++++ PROVIDED MATERIAL

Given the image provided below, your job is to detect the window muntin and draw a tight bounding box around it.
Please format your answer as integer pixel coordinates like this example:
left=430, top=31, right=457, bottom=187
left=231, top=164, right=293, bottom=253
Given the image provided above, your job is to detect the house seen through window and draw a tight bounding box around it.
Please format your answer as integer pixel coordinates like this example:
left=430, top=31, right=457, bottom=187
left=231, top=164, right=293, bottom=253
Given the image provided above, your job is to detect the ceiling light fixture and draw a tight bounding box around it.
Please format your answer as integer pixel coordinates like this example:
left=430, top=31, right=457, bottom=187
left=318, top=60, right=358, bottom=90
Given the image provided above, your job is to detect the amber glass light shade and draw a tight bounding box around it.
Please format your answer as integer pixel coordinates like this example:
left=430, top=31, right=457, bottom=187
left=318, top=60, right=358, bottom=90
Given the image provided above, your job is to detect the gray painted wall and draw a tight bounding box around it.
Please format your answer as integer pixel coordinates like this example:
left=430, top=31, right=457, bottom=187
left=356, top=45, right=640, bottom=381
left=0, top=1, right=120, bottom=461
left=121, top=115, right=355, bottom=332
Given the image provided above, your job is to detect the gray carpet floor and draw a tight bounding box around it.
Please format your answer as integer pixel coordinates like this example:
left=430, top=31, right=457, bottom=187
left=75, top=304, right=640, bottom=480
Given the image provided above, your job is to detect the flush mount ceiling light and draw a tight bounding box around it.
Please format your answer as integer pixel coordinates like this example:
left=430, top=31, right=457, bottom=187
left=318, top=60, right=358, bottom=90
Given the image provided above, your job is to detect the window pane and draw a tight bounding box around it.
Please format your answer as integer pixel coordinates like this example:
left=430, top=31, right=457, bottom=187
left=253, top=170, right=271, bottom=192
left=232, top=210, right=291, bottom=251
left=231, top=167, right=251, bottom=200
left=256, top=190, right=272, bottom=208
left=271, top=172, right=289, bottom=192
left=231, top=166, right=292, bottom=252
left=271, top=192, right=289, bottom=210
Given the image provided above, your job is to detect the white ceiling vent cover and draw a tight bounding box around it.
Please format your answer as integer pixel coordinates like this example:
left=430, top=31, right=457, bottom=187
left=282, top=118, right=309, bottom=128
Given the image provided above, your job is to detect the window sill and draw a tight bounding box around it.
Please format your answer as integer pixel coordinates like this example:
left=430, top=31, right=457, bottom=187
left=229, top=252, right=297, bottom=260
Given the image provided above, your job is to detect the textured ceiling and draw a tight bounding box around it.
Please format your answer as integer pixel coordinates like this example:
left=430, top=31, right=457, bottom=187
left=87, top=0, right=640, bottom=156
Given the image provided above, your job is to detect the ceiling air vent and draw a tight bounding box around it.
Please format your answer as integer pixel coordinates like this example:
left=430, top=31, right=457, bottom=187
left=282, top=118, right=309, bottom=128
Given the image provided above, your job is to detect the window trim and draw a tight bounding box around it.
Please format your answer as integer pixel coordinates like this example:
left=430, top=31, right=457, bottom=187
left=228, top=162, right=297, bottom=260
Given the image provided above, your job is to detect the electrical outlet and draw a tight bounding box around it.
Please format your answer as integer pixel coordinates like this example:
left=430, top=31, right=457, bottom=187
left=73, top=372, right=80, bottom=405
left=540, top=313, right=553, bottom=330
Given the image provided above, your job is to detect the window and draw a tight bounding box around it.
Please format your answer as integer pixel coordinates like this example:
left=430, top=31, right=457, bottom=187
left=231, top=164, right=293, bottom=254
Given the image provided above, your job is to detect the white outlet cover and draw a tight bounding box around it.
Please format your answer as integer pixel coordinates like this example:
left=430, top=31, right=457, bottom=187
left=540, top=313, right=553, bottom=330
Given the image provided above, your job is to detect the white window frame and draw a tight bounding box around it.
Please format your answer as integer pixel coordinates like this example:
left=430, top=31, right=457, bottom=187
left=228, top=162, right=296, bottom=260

++++++++

§ EXERCISE
Reproduce every entry above verbatim, line by line, in the same order.

§ RESULT OF THIS TASK
Given the image provided below, your job is to detect the window muntin and draw a tight bounding box around it.
Please format your answer as integer pixel coordinates like this example:
left=430, top=31, right=457, bottom=187
left=231, top=164, right=293, bottom=253
Given the image provided above, your job is to detect the house seen through window and draw a tight bounding box around it.
Please format your answer as integer pixel coordinates like this example:
left=430, top=31, right=457, bottom=187
left=231, top=164, right=293, bottom=253
Given the image provided above, your job is to detect the ceiling light fixture and draw a tight bounding box around it.
Please format your answer as integer pixel coordinates like this example:
left=430, top=31, right=457, bottom=187
left=318, top=60, right=358, bottom=90
Given the image provided above, your job is to detect the amber glass light shade and draw a tight bounding box around it.
Please format your answer as integer pixel coordinates like this example:
left=430, top=31, right=457, bottom=187
left=318, top=60, right=358, bottom=90
Given the image provided above, your job is to detect the gray painted wall and draw a tight bounding box around it.
Please format your answer as integer pixel coordinates like this example:
left=430, top=31, right=457, bottom=187
left=356, top=45, right=640, bottom=381
left=0, top=1, right=120, bottom=461
left=121, top=115, right=355, bottom=332
Given the image provided above, your job is to detect the gray carpet floor and draw a tight bounding box around it.
Please format your answer as integer pixel coordinates like this example:
left=430, top=31, right=457, bottom=187
left=75, top=304, right=640, bottom=480
Given the image provided above, your job is to detect the flush mount ceiling light and draw a tight bounding box around it.
Please format your answer as integer pixel coordinates like this example:
left=430, top=31, right=457, bottom=187
left=318, top=60, right=358, bottom=90
Given the image provided above, your job is to detect the window pane and draw a tight bounding box around it.
Please format your answer as integer pixel coordinates like this example:
left=430, top=31, right=457, bottom=187
left=253, top=170, right=271, bottom=192
left=232, top=210, right=291, bottom=251
left=231, top=167, right=251, bottom=200
left=256, top=190, right=272, bottom=208
left=271, top=172, right=289, bottom=192
left=231, top=166, right=292, bottom=252
left=271, top=192, right=289, bottom=210
Given the image provided above, your job is to detect the white ceiling vent cover and draw a tight bounding box around it.
Please format your answer as integer pixel coordinates like this example:
left=430, top=31, right=457, bottom=187
left=282, top=118, right=309, bottom=128
Given the image provided above, your job is to detect the window sill and draw a tight bounding box around it.
Please format your answer as integer pixel coordinates like this example:
left=430, top=31, right=457, bottom=187
left=229, top=252, right=297, bottom=260
Given the image provided above, your job is to detect the textured ceiling and draw a tight bounding box around it.
Please format your answer as integer pixel coordinates like this example:
left=430, top=31, right=457, bottom=187
left=87, top=0, right=640, bottom=156
Given the image provided above, your job is to detect the ceiling air vent and draw a tight bounding box around it.
Please format your answer as integer pixel coordinates like this example:
left=430, top=31, right=457, bottom=187
left=282, top=118, right=309, bottom=128
Given the image provided above, your job is to detect the window trim and draw a tight bounding box around it.
Please format your answer as integer pixel coordinates like this example:
left=430, top=31, right=457, bottom=187
left=228, top=162, right=297, bottom=260
Given the image provided above, your job is to detect the electrical outlet and draw a tight bounding box around it.
Please format your answer as integer pixel coordinates like this example:
left=430, top=31, right=457, bottom=187
left=73, top=372, right=80, bottom=405
left=540, top=313, right=553, bottom=330
Given the image provided above, your job is to detect the window and draw a tight bounding box around it.
Please format your answer as integer pixel coordinates like this example:
left=430, top=31, right=457, bottom=187
left=231, top=164, right=293, bottom=254
Given the image provided above, your job is to detect the white outlet cover and draw a tight bounding box around it.
Please format your answer as integer pixel coordinates like this example:
left=430, top=31, right=457, bottom=187
left=540, top=313, right=553, bottom=330
Given the image provided above, your job is to detect the white window frame and draw a tight bounding box around it.
Please format your answer as integer pixel coordinates like this example:
left=430, top=31, right=457, bottom=187
left=228, top=162, right=296, bottom=260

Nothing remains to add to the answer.